What you need to do
Pick out every line in the entries that contains the string "white" and copy each one in full. Matches must have the same case.

## START Task data

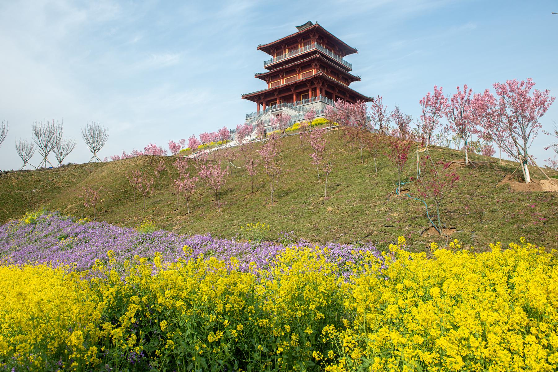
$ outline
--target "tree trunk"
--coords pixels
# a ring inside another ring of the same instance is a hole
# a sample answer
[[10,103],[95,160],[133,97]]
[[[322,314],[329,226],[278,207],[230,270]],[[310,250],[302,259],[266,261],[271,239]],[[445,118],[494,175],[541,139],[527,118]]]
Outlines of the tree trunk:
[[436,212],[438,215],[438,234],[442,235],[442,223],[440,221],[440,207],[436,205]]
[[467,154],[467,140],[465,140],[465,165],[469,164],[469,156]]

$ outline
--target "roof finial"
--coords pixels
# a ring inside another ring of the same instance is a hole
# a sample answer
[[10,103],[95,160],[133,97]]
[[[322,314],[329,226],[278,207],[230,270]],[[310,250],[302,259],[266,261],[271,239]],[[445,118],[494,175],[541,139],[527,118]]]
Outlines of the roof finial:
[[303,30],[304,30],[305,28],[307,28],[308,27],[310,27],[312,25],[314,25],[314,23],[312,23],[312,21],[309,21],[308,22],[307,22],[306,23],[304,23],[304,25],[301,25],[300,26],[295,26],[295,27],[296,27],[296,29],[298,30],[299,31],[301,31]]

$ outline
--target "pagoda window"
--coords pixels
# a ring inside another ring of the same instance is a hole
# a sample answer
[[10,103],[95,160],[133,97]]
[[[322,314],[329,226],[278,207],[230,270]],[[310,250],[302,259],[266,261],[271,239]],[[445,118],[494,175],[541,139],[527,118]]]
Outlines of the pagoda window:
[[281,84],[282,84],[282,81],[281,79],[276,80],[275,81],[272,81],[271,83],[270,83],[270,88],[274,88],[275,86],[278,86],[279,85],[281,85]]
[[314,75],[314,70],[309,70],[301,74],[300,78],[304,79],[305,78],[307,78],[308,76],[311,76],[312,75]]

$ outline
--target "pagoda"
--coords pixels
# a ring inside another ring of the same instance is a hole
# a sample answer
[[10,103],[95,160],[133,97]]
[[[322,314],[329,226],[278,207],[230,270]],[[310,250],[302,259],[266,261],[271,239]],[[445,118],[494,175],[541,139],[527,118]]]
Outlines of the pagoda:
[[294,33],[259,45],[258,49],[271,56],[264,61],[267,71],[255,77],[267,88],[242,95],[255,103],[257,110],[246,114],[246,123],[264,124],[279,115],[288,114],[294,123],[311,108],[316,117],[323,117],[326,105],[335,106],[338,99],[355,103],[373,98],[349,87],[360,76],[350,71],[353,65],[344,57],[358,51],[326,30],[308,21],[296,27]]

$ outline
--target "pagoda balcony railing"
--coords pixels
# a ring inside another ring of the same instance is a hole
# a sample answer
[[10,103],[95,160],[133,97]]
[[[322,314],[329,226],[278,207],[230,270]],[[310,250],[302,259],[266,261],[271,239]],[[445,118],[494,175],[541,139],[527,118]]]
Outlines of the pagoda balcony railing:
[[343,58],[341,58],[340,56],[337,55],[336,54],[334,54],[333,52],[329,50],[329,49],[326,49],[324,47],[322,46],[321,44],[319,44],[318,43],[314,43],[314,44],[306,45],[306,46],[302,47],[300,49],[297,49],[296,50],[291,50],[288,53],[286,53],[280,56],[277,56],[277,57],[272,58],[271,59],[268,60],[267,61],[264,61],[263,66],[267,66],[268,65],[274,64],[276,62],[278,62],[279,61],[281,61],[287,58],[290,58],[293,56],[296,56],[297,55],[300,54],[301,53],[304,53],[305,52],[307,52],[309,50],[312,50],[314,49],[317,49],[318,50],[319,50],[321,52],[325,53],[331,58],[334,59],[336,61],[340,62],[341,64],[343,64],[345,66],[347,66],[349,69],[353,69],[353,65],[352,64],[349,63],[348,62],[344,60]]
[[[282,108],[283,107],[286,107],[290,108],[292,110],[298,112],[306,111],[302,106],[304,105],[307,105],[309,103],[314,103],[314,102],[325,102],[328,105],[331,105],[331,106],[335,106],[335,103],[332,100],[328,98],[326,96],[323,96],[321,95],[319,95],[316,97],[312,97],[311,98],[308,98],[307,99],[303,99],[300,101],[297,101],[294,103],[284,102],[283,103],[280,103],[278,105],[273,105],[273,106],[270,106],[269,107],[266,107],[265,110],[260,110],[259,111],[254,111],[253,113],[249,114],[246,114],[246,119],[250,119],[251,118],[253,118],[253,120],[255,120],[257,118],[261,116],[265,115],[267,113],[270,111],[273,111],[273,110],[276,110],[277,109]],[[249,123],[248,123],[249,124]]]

## END Task data
## START Task data

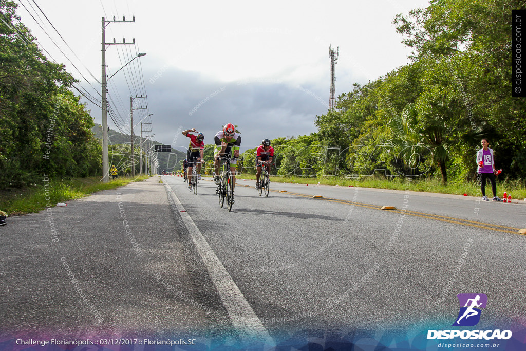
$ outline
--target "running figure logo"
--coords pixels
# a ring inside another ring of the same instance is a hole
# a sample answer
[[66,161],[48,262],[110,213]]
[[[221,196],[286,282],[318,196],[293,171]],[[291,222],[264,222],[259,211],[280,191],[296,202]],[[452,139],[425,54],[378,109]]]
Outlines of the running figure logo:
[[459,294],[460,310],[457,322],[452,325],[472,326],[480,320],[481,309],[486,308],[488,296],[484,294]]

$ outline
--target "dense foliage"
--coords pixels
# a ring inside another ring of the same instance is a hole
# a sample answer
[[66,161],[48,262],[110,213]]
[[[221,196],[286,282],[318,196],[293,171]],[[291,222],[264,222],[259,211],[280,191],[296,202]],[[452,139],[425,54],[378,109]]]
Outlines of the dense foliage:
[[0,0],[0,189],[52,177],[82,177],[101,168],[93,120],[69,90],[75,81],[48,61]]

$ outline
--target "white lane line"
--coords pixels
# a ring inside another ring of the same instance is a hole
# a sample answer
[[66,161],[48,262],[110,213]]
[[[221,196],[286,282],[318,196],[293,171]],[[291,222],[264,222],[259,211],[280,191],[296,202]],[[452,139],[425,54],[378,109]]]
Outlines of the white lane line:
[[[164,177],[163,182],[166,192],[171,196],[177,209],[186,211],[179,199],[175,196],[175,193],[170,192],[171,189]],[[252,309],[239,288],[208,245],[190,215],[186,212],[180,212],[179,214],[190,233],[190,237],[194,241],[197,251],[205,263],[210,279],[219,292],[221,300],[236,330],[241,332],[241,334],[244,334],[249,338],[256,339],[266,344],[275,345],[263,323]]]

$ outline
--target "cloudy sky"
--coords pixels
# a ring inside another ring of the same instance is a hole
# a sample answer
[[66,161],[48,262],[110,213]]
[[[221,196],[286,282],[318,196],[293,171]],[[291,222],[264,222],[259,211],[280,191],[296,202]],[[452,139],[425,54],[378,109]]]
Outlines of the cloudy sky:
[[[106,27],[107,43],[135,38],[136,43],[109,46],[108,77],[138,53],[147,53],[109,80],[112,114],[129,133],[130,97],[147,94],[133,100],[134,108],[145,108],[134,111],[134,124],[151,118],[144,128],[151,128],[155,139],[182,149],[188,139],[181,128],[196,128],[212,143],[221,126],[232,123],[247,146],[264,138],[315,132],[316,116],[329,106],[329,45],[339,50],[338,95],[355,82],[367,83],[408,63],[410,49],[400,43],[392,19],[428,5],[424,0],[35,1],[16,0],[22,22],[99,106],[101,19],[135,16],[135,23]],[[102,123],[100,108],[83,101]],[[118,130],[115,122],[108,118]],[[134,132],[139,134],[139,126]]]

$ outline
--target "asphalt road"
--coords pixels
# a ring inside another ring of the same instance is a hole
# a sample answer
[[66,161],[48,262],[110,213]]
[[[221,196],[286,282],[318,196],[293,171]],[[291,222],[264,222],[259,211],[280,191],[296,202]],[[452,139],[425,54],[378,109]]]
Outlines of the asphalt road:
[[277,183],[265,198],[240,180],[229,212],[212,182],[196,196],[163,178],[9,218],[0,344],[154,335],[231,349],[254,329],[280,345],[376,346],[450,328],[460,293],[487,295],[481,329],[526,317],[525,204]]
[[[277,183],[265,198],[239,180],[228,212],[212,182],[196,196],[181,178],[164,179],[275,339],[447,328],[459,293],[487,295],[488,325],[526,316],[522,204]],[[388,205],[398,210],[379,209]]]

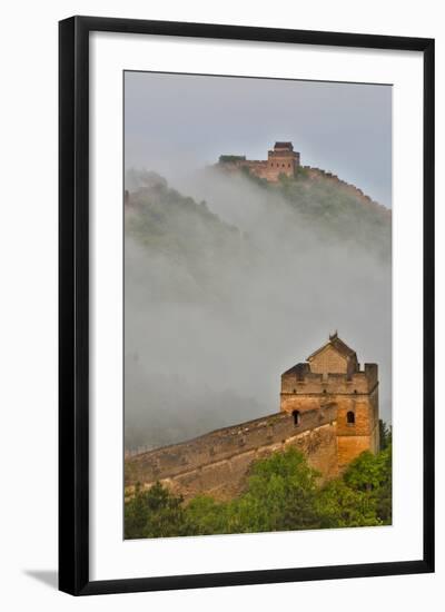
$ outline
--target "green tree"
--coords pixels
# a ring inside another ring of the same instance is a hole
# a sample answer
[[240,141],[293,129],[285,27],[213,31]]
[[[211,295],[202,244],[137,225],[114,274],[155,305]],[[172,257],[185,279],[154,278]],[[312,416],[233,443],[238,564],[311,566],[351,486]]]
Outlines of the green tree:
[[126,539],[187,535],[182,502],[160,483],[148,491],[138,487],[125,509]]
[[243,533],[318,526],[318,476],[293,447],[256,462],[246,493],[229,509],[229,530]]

## END Task data

Task response
--target "white lane line"
Outlines of the white lane line:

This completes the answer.